• _SET PROBLEM_:
Convert everything from the line containing "Where can the hazy" down to the last of the items into a JSON list of strings, one string per line, omitting blank lines.

• _RECORDS TO PROCESS_:
--------------------------------------------------

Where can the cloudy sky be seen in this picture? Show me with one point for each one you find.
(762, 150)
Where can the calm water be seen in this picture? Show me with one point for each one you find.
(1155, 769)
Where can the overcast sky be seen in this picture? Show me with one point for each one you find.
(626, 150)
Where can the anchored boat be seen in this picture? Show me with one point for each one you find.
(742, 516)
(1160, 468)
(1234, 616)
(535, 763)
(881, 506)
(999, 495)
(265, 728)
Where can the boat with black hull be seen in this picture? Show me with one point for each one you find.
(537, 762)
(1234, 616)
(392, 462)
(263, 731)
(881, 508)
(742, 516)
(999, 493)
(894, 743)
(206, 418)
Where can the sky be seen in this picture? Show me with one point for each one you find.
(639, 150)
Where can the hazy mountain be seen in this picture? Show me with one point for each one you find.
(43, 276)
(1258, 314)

--------------------------------------------------

• _OUTPUT_:
[
  "Where can the hazy mountain be seen in this picture? Show me with one point for each one you find.",
  "(43, 276)",
  "(1258, 314)"
]